Written problem —
Reproduce the listing below line for line, keeping every character unchanged.

START Listed records

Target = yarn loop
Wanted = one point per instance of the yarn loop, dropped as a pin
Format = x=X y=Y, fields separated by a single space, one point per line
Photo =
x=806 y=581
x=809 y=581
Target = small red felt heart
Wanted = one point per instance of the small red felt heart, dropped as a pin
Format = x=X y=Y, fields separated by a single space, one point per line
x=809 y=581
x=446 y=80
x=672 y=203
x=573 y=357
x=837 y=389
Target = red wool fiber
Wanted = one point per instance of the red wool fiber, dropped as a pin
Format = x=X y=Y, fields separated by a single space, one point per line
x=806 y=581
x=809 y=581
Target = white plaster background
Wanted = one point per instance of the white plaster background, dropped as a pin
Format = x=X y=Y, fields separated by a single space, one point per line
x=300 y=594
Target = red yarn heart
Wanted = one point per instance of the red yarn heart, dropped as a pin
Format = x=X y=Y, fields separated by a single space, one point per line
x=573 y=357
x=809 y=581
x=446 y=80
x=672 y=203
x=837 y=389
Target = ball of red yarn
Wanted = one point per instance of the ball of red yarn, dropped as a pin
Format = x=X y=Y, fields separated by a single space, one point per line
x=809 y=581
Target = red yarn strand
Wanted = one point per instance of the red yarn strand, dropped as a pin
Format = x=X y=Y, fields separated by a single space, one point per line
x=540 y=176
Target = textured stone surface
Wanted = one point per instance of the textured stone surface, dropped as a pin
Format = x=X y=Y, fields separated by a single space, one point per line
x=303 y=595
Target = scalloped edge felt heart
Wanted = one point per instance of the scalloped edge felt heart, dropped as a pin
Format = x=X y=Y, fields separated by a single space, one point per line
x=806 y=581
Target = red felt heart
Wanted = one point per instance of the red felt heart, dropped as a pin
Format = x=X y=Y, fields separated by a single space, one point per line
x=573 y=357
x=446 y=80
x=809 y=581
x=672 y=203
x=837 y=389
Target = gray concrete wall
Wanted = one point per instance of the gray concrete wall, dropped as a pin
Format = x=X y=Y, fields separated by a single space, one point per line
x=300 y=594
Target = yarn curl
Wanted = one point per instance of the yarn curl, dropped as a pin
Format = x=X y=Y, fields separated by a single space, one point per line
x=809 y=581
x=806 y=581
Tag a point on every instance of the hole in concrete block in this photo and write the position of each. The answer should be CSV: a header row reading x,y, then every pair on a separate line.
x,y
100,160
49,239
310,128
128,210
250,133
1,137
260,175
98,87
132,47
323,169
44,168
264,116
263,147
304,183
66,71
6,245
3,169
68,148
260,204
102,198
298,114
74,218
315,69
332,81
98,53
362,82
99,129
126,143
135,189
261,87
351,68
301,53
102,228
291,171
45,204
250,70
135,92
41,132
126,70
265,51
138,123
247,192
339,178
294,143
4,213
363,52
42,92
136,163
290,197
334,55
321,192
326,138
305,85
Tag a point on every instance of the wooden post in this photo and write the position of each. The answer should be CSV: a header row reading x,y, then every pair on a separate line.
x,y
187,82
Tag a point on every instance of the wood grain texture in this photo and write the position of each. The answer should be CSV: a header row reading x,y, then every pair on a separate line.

END Listed records

The solution —
Target = yarn loop
Wanted = one point per instance of the yarn loop, dropped as a pin
Format = x=X y=Y, fields separated by a single space, one point per line
Photo =
x=806 y=581
x=809 y=581
Target = small red felt heart
Wanted = one point per instance of the small red felt heart, dropped as a pin
Format = x=X y=Y, fields separated by a single space, one point per line
x=809 y=581
x=446 y=80
x=672 y=203
x=573 y=357
x=837 y=389
Target = red wool fiber
Wanted = one point per instance of the red wool fiber, dropped as a pin
Format = x=X y=Y, fields separated by a single space, one point per line
x=806 y=581
x=809 y=581
Target = white plaster background
Wanted = one point per instance of the white plaster background, dropped as a pin
Format = x=X y=Y, fields separated by a single space, one point per line
x=300 y=594
Target = red yarn heart
Wanted = one point per instance of the red yarn heart, dropped as a pin
Format = x=X y=Y, fields separated by a single space, one point per line
x=573 y=357
x=809 y=581
x=446 y=80
x=672 y=203
x=837 y=389
Target = ball of red yarn
Wanted = one point per instance of the ball of red yarn, dropped as a pin
Format = x=X y=Y, fields separated by a single space, one point per line
x=809 y=581
Target = red yarn strand
Wanted = one point per instance of the red yarn strand, dropped as a pin
Format = x=X y=Y, fields separated by a single space, one point per line
x=540 y=176
Target = textured stone surface
Wanted = one point per instance of the textured stone surface, dropped as a pin
Format = x=X y=Y, fields separated by a single space, one point per line
x=303 y=595
Target = scalloped edge felt heart
Wanted = one point per instance of the scalloped edge felt heart, dropped as a pin
Format = x=X y=Y, fields separated by a single space, one point per line
x=806 y=581
Target = red felt heart
Wanted = one point per instance of the red felt heart, dropped as a pin
Format = x=X y=Y, fields separated by a single space, one point per line
x=573 y=357
x=446 y=80
x=809 y=581
x=672 y=203
x=837 y=389
Target = gray concrete wall
Wanted = one point per instance of the gray concrete wall, dropped as a pin
Format = x=X y=Y, fields separated by a single space, one point per line
x=300 y=594
Target = yarn curl
Wanted = one point per instance of the yarn curl, dropped as a pin
Format = x=X y=Y, fields separated by a single space, one point per line
x=809 y=581
x=806 y=581
Tag a point on every instance of the hole in concrete block in this photo and write the position of each. The answer should be CSV: a header row reading x,y, then every pair on a separate line.
x,y
100,160
49,239
310,128
128,210
250,133
1,137
260,175
98,87
132,47
323,169
44,168
264,116
263,147
304,183
66,71
6,245
3,169
68,148
260,204
102,198
298,114
74,218
315,69
332,81
98,53
362,82
99,129
126,143
135,189
261,87
351,68
301,53
102,228
291,171
45,204
250,70
135,92
41,132
126,70
265,51
138,123
247,192
339,178
294,143
4,213
363,52
42,92
136,163
290,197
334,55
321,192
326,138
305,85
Tag a point on every instance of the wooden post in this photo and write the position of each. The answer should be CSV: a header row reading x,y, then every pair on a separate line.
x,y
187,82
Tag a point on every instance of the wood grain texture in this photo and write the position of each. The answer should be CSV: a header row reading x,y, then every pair on a separate line.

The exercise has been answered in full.